SHORT EXERCISE >> Repeat the material exactly, leaving nothing out.

START LISTING

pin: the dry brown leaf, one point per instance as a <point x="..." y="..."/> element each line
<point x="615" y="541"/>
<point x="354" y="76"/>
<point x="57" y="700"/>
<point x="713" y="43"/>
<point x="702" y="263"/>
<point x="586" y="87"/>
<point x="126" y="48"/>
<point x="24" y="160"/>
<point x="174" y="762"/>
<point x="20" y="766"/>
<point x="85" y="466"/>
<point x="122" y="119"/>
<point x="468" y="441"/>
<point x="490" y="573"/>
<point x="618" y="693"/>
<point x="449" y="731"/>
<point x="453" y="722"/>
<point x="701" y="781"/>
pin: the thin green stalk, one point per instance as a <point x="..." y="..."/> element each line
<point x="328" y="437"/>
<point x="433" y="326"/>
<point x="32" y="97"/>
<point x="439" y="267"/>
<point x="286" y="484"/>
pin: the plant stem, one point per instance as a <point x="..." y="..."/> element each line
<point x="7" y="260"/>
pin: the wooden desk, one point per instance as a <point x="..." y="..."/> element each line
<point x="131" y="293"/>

END LISTING

ANSWER >>
pin: the dry brown leaf, one point per instance as a <point x="..." y="..."/> element each line
<point x="615" y="541"/>
<point x="354" y="76"/>
<point x="57" y="700"/>
<point x="713" y="43"/>
<point x="702" y="263"/>
<point x="586" y="87"/>
<point x="126" y="48"/>
<point x="24" y="160"/>
<point x="174" y="762"/>
<point x="20" y="766"/>
<point x="85" y="466"/>
<point x="122" y="119"/>
<point x="468" y="441"/>
<point x="490" y="573"/>
<point x="618" y="693"/>
<point x="449" y="731"/>
<point x="453" y="722"/>
<point x="701" y="781"/>
pin: the thin green stalk, one point per instance as a <point x="..." y="..."/> element each line
<point x="328" y="437"/>
<point x="433" y="326"/>
<point x="32" y="97"/>
<point x="439" y="267"/>
<point x="286" y="484"/>
pin: the plant stem, one point per instance as a <point x="..." y="..."/> element each line
<point x="7" y="260"/>
pin: the wooden desk, one point per instance as a <point x="..." y="..."/> element each line
<point x="131" y="293"/>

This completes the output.